Aim → Extract every line of the records below that contains the word "grass", copying each one in full.

---------- Data shown

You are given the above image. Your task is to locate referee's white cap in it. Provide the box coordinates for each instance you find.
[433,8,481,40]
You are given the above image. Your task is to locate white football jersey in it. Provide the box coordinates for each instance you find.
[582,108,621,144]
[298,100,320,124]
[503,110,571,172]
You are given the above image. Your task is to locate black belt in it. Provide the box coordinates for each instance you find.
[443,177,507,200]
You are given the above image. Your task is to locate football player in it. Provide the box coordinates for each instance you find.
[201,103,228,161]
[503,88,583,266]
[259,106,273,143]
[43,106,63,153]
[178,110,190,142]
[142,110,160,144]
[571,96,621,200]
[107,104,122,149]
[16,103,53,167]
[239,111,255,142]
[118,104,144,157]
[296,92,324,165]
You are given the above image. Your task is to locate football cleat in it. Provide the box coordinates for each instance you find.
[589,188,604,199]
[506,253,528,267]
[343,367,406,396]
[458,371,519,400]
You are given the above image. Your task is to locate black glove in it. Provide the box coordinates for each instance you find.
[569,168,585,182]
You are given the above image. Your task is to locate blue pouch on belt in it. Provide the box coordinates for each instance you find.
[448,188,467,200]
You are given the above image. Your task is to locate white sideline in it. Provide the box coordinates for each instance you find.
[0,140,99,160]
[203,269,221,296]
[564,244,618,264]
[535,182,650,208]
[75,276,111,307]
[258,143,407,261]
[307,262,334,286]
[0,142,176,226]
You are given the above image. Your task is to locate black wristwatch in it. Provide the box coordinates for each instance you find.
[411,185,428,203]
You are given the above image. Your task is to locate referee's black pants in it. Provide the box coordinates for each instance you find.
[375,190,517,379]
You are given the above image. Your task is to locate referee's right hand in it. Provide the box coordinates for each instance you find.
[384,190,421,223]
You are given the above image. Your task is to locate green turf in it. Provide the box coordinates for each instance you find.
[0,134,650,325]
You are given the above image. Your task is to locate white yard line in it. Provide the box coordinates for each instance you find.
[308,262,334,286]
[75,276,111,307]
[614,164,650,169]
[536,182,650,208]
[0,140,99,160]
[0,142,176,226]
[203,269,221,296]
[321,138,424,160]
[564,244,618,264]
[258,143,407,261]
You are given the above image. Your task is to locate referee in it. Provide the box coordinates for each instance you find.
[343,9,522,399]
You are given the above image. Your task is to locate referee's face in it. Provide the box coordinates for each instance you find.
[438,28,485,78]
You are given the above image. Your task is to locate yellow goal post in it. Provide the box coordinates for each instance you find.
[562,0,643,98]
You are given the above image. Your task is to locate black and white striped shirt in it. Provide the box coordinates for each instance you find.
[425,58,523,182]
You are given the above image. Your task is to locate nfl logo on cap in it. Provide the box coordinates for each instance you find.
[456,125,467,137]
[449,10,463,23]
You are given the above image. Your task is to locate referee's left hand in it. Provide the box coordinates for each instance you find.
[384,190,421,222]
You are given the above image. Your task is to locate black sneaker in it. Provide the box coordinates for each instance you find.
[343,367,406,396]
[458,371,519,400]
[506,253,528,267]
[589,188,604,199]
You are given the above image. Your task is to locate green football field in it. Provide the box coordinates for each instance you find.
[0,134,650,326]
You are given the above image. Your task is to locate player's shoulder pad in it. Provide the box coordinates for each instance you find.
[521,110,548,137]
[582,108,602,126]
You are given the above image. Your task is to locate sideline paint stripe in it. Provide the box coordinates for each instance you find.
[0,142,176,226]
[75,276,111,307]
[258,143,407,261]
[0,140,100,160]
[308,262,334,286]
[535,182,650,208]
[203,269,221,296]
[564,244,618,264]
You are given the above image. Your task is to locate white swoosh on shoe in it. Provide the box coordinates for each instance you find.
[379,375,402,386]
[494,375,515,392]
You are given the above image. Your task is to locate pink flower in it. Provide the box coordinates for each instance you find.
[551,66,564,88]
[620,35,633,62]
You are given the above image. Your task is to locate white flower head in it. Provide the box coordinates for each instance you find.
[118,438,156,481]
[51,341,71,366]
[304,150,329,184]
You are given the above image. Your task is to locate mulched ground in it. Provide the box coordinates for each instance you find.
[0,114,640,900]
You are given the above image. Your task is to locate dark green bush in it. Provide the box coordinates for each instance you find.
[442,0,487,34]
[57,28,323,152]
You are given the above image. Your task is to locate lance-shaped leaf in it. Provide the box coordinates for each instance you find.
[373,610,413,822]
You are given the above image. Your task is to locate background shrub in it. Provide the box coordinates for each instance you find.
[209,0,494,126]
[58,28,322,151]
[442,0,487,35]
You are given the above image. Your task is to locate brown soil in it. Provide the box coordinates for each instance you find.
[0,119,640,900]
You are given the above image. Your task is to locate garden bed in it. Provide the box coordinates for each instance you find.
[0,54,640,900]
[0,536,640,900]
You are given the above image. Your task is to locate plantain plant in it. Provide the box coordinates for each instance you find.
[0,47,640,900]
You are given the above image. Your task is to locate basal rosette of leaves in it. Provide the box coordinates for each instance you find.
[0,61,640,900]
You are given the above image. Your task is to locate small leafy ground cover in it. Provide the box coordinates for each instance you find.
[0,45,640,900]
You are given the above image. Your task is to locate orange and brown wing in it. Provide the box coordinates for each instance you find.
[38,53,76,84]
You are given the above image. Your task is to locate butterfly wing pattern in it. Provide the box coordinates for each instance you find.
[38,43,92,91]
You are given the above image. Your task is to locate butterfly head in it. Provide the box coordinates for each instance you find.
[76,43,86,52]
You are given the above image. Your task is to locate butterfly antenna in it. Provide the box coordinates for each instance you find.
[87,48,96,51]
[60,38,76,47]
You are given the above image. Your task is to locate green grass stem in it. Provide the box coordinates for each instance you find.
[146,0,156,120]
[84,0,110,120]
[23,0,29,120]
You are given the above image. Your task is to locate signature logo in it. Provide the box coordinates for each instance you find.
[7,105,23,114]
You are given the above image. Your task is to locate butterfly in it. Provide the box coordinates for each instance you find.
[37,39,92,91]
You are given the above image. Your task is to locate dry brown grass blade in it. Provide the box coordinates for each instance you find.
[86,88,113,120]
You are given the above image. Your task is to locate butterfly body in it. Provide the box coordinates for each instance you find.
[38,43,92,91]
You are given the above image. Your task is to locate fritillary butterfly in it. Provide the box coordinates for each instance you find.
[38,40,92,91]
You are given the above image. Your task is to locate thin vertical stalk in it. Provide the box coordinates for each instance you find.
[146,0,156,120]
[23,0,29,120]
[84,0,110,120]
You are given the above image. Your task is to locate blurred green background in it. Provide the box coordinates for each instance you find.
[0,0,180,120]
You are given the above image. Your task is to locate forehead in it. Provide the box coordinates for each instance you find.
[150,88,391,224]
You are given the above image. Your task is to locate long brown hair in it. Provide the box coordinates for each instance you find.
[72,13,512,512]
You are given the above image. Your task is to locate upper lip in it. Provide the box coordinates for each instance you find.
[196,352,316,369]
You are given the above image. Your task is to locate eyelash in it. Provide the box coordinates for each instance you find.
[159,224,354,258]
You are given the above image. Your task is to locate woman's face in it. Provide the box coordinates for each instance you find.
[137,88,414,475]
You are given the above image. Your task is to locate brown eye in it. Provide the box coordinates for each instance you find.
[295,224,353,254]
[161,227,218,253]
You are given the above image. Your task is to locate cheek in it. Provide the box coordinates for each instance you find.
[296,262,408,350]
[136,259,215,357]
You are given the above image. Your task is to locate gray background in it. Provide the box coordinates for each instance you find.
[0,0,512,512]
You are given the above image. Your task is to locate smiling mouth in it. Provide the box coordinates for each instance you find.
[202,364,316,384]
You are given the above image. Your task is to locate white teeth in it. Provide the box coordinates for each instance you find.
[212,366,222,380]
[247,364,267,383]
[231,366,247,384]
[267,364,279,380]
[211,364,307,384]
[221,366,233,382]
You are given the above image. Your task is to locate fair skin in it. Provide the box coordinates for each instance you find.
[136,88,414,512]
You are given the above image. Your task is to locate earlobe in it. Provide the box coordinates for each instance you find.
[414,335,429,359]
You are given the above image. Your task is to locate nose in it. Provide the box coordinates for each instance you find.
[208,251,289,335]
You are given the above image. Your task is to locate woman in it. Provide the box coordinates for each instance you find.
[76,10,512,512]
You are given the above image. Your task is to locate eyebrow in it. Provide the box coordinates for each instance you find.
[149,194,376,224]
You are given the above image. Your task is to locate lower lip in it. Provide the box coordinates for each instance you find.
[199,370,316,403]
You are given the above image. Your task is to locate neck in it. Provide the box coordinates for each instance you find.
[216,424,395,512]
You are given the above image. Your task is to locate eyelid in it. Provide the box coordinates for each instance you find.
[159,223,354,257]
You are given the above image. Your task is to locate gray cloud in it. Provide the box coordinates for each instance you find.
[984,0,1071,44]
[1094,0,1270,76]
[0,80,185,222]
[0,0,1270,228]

--------------------

Output of the exercise →
You are given the above image. Your task is to locate green grass stem in it. Provide the box coordinates for each instance you find.
You are given the above image. Your task is to locate dry brown grass blade in it. Provide the box coordinates for each instance you find.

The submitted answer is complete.